#### Passage to read
────────────────────

Hi Everyone,
I am new to bioinformatics and I am trying to extract my bins (containing contigs) from a metagenome file. I have the following scripts but when I checked the fasta file for each bin, it doesn't match with the number and contigs IDs within the bin. Could you help me what's wrong with this script? It seems that it can read the contigs with 4 digits (example: Naka_1045) and the remaining contigs containing more than 4 were not included in the fasta file. I also notice that all that it included all the first 2 digits from my contig files (ex, all those that starts with 10 in the case of Naka_1045). I hope you could help me on this. Here's the script given to me:
#!/usr/bin/perl -w
$usage = "perl.exe $0 [filename.txt] [filename.fasta]\n";
unless (@ARGV == 2) {die $usage;}
print "This script puts contigs from a metagenome fasta file into buckets with entries of the same organism(-group).\n";
#13
open INFILE, "$ARGV[0]" or die "cannot open $ARGV[0]\n";
my %contig;
# my @organism;
my %bucket;
$n= 0;
while (<INFILE>)

────────────────────

#### Material provided
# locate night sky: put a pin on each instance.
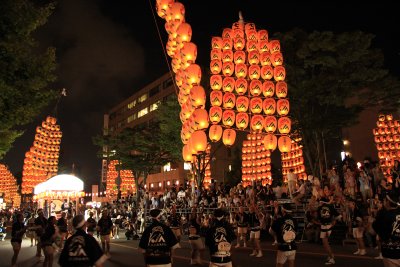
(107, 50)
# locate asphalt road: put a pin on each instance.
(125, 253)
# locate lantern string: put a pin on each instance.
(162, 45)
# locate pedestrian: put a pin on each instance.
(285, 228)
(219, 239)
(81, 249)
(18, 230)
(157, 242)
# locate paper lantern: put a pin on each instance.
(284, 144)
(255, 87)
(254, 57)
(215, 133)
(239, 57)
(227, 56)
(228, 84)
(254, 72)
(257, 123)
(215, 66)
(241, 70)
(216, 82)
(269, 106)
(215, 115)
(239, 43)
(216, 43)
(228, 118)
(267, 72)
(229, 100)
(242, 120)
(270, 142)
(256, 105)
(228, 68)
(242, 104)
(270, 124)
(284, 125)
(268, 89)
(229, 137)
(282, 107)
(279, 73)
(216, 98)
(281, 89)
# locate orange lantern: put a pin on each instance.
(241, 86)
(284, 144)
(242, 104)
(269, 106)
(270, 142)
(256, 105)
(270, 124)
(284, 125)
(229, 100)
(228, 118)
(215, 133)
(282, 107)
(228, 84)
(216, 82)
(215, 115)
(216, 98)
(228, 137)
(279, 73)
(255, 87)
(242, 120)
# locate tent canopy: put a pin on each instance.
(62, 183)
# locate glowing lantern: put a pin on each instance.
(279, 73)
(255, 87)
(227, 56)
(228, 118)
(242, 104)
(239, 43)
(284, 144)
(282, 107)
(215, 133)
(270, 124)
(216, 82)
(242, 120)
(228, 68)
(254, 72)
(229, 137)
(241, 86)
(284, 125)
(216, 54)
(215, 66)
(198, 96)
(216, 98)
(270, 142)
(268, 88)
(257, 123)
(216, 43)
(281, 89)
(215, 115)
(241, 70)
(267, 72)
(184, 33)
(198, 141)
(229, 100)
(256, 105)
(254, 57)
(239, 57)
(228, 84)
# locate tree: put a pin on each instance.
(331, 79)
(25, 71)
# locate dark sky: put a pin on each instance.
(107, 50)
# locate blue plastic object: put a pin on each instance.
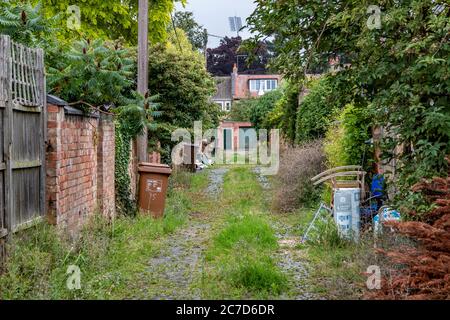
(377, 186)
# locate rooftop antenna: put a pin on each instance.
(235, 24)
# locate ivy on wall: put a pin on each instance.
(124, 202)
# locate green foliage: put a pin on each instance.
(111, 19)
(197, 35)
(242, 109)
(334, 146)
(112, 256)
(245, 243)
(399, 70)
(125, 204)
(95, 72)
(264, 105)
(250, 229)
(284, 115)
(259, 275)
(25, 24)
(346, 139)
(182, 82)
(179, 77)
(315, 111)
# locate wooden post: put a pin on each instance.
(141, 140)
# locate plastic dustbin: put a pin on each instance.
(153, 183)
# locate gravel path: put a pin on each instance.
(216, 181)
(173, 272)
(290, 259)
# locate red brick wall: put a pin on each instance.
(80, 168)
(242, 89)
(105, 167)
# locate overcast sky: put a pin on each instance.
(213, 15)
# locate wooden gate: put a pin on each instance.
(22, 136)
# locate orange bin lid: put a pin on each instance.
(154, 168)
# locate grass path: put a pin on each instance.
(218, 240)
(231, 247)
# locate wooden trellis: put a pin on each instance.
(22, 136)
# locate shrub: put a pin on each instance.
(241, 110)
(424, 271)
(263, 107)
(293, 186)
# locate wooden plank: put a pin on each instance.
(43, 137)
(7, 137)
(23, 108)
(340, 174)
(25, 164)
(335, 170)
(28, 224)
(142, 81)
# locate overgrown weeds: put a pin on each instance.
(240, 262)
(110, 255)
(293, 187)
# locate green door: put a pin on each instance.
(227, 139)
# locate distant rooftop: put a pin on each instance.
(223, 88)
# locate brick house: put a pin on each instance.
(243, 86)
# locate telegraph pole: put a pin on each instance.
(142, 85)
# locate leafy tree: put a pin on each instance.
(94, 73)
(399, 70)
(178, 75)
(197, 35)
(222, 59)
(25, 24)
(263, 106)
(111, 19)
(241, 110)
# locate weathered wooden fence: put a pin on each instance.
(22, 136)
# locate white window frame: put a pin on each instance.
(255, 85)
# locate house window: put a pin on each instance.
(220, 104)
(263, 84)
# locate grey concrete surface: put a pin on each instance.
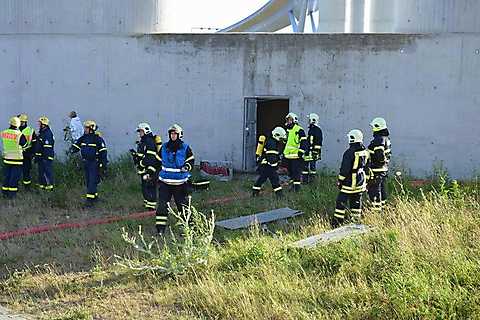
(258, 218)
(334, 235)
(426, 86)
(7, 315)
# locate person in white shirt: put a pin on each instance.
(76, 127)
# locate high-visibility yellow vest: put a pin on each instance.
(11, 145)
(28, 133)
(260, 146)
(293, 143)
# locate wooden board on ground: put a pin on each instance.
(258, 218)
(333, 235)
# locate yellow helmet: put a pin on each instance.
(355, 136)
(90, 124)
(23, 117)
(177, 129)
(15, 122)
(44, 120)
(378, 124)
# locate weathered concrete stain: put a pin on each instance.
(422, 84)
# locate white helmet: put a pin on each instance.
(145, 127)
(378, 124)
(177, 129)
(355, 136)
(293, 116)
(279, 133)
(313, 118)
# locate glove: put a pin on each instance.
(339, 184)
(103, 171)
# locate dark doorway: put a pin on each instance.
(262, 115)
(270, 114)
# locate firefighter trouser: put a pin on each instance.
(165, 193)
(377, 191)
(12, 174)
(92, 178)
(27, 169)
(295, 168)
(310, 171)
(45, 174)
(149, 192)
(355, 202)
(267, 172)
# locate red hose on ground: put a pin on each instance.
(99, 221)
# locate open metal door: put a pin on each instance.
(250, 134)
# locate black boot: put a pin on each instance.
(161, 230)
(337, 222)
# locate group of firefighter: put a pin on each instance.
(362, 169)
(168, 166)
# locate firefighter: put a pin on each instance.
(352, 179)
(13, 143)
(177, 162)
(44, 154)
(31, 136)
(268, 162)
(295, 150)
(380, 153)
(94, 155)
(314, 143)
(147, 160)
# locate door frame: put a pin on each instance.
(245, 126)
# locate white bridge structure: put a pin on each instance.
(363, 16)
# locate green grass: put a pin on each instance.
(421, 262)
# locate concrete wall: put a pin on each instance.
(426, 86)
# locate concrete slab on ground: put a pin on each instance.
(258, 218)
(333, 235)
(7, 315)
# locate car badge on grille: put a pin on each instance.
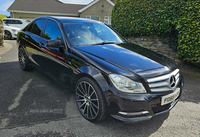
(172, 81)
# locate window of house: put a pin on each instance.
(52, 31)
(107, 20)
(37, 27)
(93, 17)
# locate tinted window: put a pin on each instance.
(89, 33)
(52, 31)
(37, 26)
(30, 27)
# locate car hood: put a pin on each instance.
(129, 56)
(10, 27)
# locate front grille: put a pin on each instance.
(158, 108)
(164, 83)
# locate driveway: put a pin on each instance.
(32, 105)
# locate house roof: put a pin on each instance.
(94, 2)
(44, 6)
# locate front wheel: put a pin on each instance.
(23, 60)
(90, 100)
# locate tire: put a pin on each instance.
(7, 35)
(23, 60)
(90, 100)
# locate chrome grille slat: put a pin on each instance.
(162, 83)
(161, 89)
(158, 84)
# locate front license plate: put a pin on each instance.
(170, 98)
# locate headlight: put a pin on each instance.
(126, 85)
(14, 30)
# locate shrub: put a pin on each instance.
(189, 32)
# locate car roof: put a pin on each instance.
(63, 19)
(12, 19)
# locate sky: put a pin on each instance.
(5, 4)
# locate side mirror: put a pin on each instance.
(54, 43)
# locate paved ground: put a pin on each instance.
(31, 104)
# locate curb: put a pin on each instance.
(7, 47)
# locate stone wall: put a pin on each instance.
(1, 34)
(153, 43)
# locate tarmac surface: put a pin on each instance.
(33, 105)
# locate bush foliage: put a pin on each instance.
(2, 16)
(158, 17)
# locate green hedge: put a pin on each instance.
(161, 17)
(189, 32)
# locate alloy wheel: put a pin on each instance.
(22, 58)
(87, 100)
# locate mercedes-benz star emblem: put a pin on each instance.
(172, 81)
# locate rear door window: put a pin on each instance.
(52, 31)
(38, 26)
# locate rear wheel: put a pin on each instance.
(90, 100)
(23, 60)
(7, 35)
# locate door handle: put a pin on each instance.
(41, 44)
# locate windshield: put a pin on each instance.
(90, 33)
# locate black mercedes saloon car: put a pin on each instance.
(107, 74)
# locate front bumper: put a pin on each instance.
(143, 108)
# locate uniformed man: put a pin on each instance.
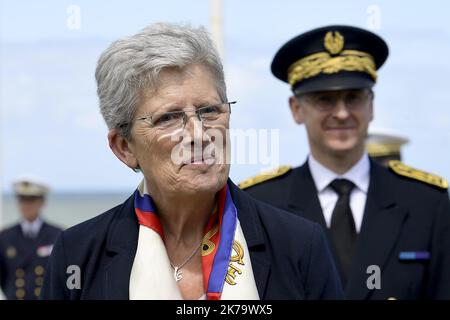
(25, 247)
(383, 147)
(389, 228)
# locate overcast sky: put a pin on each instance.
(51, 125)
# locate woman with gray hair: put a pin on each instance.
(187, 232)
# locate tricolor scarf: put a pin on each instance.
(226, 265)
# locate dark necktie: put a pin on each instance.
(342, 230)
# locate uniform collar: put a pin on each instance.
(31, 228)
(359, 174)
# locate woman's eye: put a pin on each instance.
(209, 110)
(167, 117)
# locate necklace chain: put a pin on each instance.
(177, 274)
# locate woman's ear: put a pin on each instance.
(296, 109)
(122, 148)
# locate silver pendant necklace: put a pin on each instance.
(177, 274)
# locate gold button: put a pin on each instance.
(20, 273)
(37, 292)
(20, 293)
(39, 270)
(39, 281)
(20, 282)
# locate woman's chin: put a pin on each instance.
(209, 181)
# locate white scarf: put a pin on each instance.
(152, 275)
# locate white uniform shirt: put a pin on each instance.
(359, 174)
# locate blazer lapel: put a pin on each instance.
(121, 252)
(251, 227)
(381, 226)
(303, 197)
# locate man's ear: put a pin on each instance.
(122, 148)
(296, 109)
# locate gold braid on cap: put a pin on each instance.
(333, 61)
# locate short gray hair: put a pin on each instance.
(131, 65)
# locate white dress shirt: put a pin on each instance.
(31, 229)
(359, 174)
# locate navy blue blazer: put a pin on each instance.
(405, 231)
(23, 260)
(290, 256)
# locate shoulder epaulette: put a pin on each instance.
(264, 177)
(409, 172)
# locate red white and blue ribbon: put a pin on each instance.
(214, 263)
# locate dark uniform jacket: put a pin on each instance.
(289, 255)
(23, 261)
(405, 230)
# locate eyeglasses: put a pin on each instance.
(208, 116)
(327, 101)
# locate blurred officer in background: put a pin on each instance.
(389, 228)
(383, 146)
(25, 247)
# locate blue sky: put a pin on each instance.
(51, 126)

────────────────────

#### Problem
In the forum post above about extracting bins, which contigs does the poster say the script seems able to read?

#### Answer
Contigs with 4 digits, such as Naka_1045.